**Stated goal 1**
Duplicate the passage of the Hans Hofmann text between "The artist in" and "Honor, San Francisco.", inclusive.
**Stated goal 2**
List every person the Hans Hofmann text names as having enrolled at one of Hofmann's schools.

**Source text**
Hans Hofmann - Artists - Yares Art

The artist in the studio, 1950
Photograph by Rudolph Burckhardt for Art News Magazine.

 

Hans Hofmann’s reputation is unique in that he is recognized as much for his influential teaching career as for his artwork. Hofmann was born in Bavaria in 1880, and he studied art extensively before opening his own school in Munich, Germany, in 1915. His painting from this period was inspired by Cubism and its structural concerns but also employed bold color palettes. His work and his gifts as a teacher led to an invitation to teach at the University of California, Berkeley, in 1930 and again in 1931, after which he was given a solo show at the California Palace of the Legion of Honor, San Francisco.

Hans Hofmann - Artists - Yares Art

Rising Moon

1965

Oil on canvas

84 x 78 inches

213.4 x 198.1cm

 

The rise of Nazism prompted Hofmann to close his Munich school in 1932 and emigrate to New York City, where he started a new school. In 1935 he also opened a summer school in Provincetown, Massachusetts. Lee Krasner, Helen Frankenthaler, Joan Mitchell, Frank Stella, and others enrolled at various points in one of Hofmann’s two schools and counted him as their mentor. In his own work Hofmann began delving deeply into the fundamental principles of painting—the optical effects of color, the illusion of space, and composition. His first New York solo show was held at Peggy Guggenheim’s influential Art of This Century Gallery in 1944.

**Dataset rows**
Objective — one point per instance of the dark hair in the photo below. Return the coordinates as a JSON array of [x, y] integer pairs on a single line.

---

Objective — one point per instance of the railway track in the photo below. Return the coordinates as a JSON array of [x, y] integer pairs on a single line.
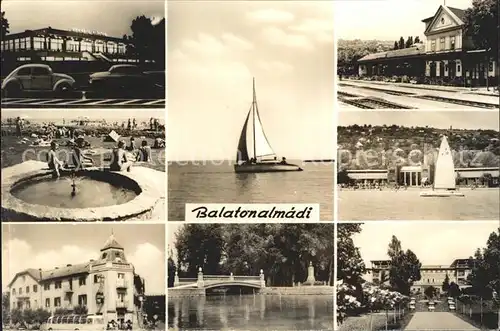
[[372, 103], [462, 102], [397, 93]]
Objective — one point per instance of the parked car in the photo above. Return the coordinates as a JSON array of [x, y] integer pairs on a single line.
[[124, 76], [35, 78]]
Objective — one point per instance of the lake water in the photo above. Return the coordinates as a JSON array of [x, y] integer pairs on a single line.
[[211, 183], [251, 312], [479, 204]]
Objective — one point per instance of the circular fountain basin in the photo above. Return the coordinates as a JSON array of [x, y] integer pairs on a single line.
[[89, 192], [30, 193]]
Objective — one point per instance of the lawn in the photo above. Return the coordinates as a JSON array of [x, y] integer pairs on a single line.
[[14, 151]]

--

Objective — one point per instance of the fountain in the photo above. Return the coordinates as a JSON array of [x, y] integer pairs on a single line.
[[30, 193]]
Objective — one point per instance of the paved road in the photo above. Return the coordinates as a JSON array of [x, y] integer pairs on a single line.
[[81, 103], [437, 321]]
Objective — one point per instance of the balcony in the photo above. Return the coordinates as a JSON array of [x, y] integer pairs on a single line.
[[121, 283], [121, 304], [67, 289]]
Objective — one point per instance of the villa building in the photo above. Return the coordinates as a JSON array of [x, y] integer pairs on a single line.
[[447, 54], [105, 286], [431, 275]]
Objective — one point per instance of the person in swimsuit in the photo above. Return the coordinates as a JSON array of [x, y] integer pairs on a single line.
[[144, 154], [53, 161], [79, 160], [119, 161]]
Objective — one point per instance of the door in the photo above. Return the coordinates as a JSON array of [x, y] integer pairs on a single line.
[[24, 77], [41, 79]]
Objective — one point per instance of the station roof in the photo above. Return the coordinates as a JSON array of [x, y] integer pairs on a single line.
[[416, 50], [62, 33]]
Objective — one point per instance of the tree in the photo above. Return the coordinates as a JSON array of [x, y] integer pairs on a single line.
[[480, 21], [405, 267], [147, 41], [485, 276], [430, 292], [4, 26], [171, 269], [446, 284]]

**Result 1**
The artist in the studio, 1950
Photograph by Rudolph Burckhardt for Art News Magazine.

 

Hans Hofmann’s reputation is unique in that he is recognized as much for his influential teaching career as for his artwork. Hofmann was born in Bavaria in 1880, and he studied art extensively before opening his own school in Munich, Germany, in 1915. His painting from this period was inspired by Cubism and its structural concerns but also employed bold color palettes. His work and his gifts as a teacher led to an invitation to teach at the University of California, Berkeley, in 1930 and again in 1931, after which he was given a solo show at the California Palace of the Legion of Honor, San Francisco.

**Result 2**
Lee Krasner, Helen Frankenthaler, Joan Mitchell, Frank Stella